**Task to carry out:**
Your task is to extract the lines from the one holding "Spot the mottled" through the end of the material. Set them down exactly and add nothing.

**Entries provided:**
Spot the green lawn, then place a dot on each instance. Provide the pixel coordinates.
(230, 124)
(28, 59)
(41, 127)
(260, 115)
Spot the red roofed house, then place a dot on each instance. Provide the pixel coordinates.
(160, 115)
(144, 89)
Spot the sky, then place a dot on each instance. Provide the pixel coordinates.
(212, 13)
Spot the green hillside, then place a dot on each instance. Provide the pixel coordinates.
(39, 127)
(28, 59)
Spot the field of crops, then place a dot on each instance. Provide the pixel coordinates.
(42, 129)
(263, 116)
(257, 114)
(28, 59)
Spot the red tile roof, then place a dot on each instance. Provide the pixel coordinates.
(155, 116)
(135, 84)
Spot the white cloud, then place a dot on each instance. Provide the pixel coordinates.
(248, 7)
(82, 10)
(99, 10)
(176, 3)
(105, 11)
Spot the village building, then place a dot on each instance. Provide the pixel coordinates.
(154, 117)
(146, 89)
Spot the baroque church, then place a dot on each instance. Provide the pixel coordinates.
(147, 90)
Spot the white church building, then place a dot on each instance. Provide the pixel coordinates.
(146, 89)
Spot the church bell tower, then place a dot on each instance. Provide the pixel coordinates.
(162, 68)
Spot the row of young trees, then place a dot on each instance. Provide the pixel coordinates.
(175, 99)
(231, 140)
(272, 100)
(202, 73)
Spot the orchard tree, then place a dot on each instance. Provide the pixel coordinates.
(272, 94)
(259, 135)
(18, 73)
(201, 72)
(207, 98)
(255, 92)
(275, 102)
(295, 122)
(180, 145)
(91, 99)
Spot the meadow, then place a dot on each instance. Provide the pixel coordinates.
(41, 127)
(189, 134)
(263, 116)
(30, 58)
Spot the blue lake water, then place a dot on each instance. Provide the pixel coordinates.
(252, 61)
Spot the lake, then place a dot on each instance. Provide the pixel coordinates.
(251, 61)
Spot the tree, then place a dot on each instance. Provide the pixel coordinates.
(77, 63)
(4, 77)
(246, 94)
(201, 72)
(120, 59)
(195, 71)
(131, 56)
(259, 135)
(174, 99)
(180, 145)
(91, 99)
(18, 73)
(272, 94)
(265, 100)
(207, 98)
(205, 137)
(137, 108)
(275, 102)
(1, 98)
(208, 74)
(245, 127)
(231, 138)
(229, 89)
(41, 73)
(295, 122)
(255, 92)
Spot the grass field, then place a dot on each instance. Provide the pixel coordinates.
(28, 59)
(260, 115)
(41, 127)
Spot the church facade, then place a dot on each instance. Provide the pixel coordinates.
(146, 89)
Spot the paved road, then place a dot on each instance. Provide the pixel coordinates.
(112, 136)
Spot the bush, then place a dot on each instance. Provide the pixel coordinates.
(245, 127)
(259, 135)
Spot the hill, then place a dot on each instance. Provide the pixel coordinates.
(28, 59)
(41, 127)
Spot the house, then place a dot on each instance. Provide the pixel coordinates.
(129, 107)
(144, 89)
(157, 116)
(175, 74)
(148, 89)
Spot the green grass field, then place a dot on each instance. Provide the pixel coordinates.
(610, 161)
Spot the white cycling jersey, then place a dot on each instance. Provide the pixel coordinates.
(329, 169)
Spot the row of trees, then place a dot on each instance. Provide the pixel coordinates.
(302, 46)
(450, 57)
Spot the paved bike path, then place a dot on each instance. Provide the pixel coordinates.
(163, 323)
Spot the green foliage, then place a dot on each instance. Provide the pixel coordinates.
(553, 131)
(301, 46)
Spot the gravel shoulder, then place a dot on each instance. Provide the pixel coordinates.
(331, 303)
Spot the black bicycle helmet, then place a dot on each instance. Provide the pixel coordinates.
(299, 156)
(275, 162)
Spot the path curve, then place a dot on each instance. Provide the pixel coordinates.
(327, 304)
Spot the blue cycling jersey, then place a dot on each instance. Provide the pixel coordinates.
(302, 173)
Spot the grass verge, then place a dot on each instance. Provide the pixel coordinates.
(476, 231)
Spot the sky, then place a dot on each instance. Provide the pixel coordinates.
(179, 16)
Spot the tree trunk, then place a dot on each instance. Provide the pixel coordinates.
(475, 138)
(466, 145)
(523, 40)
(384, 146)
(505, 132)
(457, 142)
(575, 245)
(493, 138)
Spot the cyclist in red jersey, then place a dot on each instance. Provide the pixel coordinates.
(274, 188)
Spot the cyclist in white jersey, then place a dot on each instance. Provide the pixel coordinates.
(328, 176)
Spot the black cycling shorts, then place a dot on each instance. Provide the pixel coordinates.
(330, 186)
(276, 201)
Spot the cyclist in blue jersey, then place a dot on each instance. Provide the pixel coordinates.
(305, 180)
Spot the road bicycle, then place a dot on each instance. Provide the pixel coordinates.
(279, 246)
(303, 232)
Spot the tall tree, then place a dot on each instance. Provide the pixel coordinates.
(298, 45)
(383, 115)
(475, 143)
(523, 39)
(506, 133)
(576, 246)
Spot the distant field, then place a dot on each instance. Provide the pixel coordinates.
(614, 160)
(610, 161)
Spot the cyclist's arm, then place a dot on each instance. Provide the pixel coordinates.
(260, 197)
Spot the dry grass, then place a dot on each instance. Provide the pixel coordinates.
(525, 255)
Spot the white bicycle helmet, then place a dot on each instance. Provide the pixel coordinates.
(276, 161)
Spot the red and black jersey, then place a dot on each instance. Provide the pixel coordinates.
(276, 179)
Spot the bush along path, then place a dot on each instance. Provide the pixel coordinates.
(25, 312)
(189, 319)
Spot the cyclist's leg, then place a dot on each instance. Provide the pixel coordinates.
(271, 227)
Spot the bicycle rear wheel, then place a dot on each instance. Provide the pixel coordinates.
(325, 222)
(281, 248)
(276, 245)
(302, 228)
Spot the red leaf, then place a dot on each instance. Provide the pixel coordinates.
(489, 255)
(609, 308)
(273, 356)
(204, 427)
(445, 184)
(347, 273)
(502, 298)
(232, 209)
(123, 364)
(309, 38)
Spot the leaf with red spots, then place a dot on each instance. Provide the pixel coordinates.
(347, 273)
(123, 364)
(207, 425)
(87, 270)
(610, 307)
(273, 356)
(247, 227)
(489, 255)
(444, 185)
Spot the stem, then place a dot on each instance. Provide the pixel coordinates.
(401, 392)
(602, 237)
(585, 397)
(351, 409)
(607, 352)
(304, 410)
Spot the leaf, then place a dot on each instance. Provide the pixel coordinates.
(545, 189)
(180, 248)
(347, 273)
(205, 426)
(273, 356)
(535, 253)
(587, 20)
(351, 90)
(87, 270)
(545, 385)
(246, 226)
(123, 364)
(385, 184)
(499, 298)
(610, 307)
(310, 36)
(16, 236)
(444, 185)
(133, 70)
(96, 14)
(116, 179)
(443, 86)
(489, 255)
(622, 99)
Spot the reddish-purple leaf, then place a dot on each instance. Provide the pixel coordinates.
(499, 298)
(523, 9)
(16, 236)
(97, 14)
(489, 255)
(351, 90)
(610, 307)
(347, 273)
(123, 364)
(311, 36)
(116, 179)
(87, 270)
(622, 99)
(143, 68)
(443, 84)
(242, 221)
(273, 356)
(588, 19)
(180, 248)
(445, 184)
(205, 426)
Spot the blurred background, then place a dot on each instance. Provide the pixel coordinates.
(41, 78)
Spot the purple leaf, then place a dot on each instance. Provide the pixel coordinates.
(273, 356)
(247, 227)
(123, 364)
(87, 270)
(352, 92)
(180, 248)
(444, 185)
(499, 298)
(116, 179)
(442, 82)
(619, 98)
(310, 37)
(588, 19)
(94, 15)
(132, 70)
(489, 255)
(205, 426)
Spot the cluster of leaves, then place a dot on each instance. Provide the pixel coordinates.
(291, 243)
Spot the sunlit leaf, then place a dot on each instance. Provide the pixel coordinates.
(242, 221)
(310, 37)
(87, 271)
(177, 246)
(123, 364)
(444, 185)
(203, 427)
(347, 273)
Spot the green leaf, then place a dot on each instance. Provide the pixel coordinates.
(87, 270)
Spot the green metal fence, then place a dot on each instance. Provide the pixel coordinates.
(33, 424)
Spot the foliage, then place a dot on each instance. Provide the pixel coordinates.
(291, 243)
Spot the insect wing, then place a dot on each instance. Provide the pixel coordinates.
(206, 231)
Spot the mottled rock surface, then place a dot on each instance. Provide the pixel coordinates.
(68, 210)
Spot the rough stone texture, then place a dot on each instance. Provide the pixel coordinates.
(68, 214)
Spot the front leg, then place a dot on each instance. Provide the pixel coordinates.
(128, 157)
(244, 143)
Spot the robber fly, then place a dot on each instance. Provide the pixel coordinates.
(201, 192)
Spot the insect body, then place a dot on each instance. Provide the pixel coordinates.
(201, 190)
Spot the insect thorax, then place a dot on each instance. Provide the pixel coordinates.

**Output for this exercise:**
Spot the mottled rock surface, then place a dot on each instance. Provide the pixel coordinates.
(68, 210)
Spot the rough stone texture, then place a dot on each instance. Provide the pixel coordinates.
(68, 214)
Spot the front leg, then place a dot on each instance. Provide the pixel coordinates.
(128, 157)
(244, 143)
Spot the robber fly, then place a dot on each instance. Provide the pixel coordinates.
(201, 192)
Spot the insect body, then place a dot on each instance. Provide the pixel coordinates.
(201, 190)
Spot the insect thorax, then place a dot on each instance. Provide the pixel coordinates.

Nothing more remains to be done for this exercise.